Am Mittwoch war es so weit: Wolfgang Eder übergab den Voest-Chefsessel an Herbert Eibensteiner. Der Langzeit-Boss hinterlässt einen der profitabelsten Stahlkonzerne der Welt. Eine steile Vorgabe für den Nachfolger.
Wien. Handelskrieg, Protektionismus, Klimawandel: Dem neuen Voestalpine-Chef Herbert Eibensteiner dürfte nicht langweilig werden. Langzeit-Vorstandschef Wolfgang Eder, eine fixe Größe in der österreichischen Industrielandschaft, hat die Agenden am Mittwoch auf der Hauptversammlung offiziell an seinen Nachfolger übergeben. Eder hatte 41 Jahre im Stahlunternehmen verbracht, davon 15 Jahre an der Konzernspitze.

# Datenzeilen:
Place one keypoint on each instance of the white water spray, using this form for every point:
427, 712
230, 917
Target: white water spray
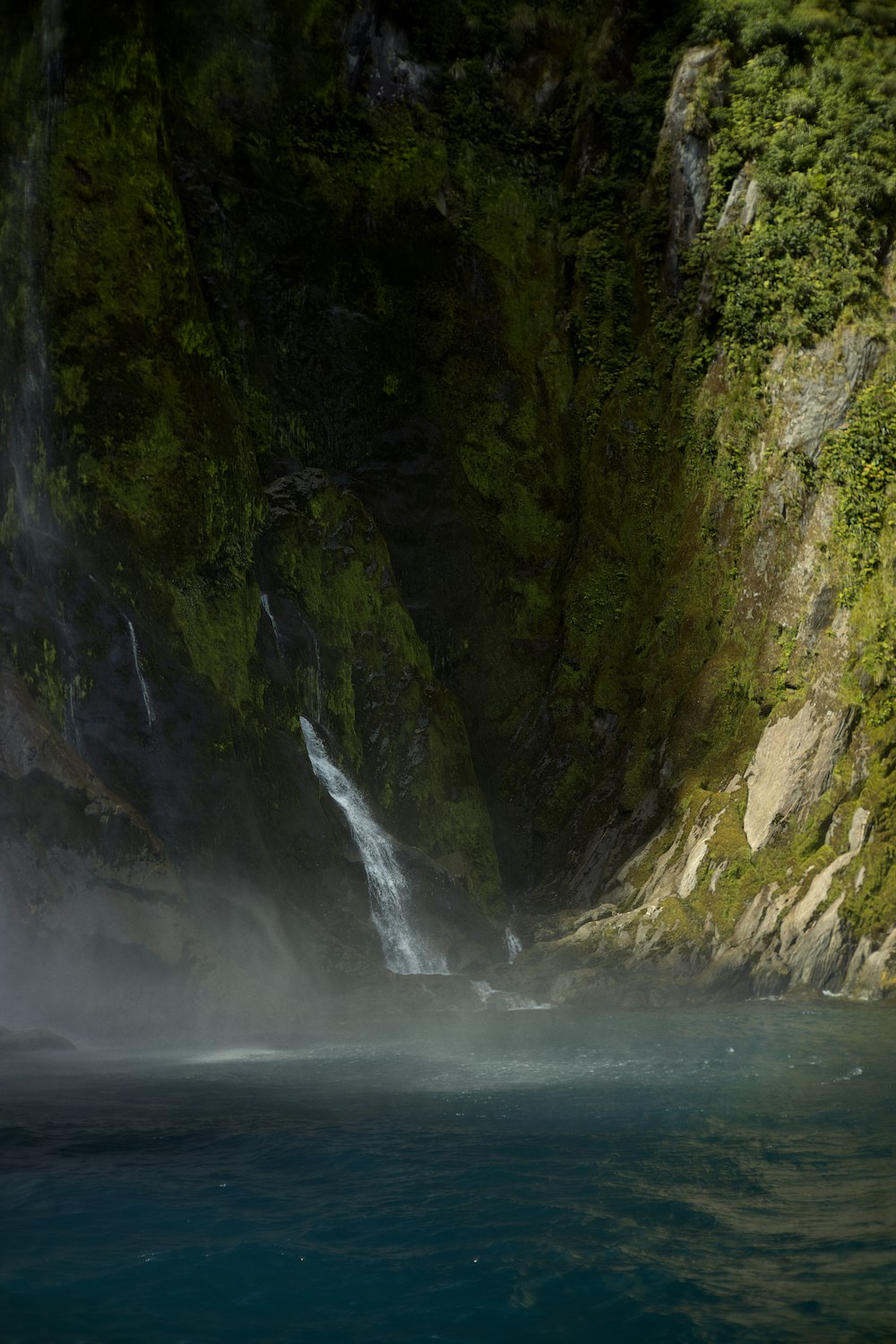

# Was zu tun ist:
**a)** Welche Herausforderungen kommen laut dem Text über den Wechsel an der Voest-Spitze auf den neuen Voestalpine-Chef zu? Zähl alle auf.
**b)** Schreib aus dem Text über den Wechsel an der Voest-Spitze wortgetreu ab: Fang bei den Worten "Am Mittwoch war" an und hör nach den Worten "an der Konzernspitze." auf.
**c)** Schreib den Text über den Wechsel an der Voest-Spitze im Anschluss an seinen letzten Satz weiter.

# Die Antworten:
**a)** Handelskrieg, Protektionismus, Klimawandel

**b)**
Am Mittwoch war es so weit: Wolfgang Eder übergab den Voest-Chefsessel an Herbert Eibensteiner. Der Langzeit-Boss hinterlässt einen der profitabelsten Stahlkonzerne der Welt. Eine steile Vorgabe für den Nachfolger.
Wien. Handelskrieg, Protektionismus, Klimawandel: Dem neuen Voestalpine-Chef Herbert Eibensteiner dürfte nicht langweilig werden. Langzeit-Vorstandschef Wolfgang Eder, eine fixe Größe in der österreichischen Industrielandschaft, hat die Agenden am Mittwoch auf der Hauptversammlung offiziell an seinen Nachfolger übergeben. Eder hatte 41 Jahre im Stahlunternehmen verbracht, davon 15 Jahre an der Konzernspitze.

**c)**
Eders Abschieds verlief allerdings nicht ganz nach Plan. Seine Wahl in den Aufsichtsrat verzögerte sich. Schon im Vorfeld hatten Kleinanleger Eders fliegenden Wechsel vom Vorstand ins Kontrollgremium kritisiert. Eder sieht darin keine Schwierigkeit. Im angloamerikanischen Raum und in der Schweiz sei das „völlig normal“, sagte er kürzlich zur „Presse“. Nachdem allerdings ein kritischer Aktionär auf Fehler beim Wahlvorschlag in den Aufsichtsrat verwiesen hatte und eine Anfechtungsklage ankündigte, wurde die Hauptversammlungen unterbrochen. Erst mit Verspätung zog Eder in den Aufsichtsrat ein.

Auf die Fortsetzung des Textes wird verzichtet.